**What is being asked:** Scan the listing below for the word "tofu" and copy every line that has it.

····················

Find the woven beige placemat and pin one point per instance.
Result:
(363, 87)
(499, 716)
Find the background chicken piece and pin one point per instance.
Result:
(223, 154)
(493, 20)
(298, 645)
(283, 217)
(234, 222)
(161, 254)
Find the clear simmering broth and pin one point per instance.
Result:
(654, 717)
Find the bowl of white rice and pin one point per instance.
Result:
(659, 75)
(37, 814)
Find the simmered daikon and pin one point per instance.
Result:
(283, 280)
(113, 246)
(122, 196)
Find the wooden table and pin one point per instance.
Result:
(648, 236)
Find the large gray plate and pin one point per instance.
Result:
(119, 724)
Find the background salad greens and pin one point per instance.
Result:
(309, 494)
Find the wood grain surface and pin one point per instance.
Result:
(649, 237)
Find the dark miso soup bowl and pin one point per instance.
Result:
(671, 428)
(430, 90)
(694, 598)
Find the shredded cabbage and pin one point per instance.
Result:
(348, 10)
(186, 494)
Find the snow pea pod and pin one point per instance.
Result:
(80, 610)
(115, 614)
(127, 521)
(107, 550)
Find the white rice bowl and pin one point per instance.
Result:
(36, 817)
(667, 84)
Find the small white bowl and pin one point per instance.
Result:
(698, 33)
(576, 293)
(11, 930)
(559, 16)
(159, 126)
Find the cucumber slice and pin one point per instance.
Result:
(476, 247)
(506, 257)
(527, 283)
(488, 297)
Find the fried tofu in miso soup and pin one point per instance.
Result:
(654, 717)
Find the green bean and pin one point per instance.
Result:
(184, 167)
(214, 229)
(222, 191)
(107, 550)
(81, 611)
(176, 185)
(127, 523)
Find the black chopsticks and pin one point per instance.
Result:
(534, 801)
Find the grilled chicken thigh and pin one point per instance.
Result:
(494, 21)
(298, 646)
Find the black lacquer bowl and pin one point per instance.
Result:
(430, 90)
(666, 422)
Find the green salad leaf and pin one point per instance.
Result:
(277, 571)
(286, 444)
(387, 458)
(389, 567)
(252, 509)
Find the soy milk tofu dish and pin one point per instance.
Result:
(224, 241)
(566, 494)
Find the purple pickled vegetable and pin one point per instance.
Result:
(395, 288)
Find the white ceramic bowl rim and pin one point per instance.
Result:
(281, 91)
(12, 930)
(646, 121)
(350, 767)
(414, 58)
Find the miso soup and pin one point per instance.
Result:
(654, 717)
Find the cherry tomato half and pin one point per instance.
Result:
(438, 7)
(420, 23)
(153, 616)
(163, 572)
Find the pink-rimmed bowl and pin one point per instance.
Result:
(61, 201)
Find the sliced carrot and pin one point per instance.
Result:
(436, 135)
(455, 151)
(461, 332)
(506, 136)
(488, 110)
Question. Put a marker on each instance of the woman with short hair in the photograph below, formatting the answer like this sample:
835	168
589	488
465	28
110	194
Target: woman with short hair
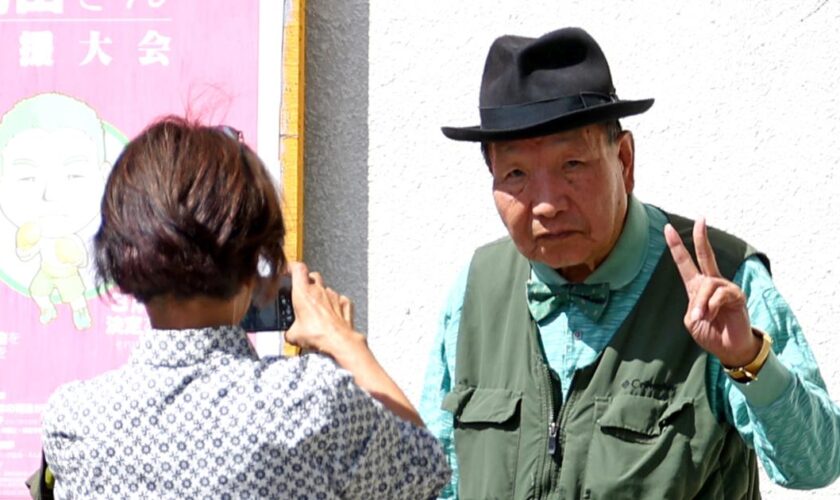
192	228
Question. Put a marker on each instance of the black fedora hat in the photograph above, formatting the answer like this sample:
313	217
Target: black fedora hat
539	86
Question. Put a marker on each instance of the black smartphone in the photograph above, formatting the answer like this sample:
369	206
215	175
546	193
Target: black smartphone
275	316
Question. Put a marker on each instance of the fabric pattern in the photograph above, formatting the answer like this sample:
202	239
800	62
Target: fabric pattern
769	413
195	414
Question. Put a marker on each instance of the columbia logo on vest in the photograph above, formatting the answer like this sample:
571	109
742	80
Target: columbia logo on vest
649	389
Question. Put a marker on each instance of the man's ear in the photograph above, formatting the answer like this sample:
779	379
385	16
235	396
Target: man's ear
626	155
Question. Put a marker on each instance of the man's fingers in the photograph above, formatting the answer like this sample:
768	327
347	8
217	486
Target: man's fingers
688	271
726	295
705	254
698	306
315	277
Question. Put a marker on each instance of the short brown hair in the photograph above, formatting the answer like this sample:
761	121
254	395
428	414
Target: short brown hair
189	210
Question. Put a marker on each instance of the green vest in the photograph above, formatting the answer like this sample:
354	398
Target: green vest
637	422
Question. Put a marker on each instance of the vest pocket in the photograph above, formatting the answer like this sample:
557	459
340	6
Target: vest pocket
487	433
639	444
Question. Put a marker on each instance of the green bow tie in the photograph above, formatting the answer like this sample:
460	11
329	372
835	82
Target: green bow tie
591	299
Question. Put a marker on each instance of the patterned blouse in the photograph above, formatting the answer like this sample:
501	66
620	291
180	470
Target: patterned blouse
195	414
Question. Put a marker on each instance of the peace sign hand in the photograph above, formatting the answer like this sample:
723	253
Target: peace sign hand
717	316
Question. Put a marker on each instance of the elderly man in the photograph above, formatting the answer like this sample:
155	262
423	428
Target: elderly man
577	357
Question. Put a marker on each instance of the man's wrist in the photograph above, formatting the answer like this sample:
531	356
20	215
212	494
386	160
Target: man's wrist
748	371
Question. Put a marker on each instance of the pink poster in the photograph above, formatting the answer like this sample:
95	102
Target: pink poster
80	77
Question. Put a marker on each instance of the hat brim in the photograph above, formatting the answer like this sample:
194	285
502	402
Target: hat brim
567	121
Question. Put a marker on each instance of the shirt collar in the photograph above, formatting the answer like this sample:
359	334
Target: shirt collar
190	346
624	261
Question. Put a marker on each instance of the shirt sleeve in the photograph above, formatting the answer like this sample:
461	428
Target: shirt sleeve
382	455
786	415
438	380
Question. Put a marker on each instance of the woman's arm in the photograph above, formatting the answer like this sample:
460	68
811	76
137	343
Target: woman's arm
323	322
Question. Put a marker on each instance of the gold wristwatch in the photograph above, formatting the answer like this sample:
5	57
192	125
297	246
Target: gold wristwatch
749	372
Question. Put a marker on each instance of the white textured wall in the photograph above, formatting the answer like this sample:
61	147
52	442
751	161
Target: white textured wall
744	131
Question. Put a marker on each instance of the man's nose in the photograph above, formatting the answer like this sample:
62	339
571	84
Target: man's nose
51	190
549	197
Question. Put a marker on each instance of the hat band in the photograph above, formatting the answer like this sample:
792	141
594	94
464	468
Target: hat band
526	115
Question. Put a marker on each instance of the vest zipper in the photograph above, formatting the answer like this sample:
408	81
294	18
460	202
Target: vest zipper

····················

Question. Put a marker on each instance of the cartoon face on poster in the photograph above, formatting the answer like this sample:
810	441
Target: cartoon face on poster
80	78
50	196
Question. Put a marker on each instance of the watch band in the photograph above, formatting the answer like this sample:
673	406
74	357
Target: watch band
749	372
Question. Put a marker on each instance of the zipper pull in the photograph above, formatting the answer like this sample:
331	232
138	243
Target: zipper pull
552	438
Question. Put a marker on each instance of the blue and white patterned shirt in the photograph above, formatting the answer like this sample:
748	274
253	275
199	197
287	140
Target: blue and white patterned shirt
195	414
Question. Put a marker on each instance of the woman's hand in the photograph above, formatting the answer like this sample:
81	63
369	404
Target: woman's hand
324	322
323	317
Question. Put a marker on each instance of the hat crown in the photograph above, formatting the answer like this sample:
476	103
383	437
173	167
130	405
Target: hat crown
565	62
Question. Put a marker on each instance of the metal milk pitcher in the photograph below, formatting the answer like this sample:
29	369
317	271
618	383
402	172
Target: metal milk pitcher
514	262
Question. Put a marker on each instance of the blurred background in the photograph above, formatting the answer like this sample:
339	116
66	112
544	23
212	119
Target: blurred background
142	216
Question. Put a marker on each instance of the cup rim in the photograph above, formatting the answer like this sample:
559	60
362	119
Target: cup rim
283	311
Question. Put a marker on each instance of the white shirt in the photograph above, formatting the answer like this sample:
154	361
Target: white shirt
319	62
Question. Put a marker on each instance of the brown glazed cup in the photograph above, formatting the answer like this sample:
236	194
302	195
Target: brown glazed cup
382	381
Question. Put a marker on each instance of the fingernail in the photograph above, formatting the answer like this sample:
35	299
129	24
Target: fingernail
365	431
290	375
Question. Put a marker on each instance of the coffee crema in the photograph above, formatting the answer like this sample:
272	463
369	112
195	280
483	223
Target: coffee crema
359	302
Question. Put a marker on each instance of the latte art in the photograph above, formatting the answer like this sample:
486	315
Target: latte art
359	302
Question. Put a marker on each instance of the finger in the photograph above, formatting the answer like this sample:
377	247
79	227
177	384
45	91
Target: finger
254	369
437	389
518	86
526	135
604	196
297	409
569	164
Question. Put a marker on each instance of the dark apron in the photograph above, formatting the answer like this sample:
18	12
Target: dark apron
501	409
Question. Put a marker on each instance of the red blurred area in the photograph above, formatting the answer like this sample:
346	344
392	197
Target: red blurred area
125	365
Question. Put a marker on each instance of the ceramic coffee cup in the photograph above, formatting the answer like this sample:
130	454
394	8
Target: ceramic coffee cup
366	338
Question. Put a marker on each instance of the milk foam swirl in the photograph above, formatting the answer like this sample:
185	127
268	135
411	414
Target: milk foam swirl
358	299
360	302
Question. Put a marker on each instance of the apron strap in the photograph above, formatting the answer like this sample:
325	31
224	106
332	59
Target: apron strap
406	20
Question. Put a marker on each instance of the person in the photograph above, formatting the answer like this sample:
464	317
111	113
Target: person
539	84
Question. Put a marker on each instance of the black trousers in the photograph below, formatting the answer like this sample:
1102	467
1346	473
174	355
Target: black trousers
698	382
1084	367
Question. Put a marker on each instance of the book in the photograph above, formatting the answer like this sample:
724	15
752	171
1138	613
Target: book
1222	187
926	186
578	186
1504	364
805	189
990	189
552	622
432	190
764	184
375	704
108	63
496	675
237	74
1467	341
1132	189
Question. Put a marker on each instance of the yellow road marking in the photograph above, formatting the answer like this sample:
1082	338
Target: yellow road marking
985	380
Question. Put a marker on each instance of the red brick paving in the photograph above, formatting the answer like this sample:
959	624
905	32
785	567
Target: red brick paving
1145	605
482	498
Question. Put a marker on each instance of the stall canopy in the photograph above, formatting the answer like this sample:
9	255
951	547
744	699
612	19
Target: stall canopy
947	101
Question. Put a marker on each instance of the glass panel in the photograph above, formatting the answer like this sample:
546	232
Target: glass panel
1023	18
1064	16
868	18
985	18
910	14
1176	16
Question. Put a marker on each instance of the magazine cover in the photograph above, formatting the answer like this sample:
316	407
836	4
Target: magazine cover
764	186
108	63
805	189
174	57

····················

**Expected answer:**
Find the fried tofu in miso soup and pin one point per instance.
Find the soy milk tofu dish and pin one point per instance.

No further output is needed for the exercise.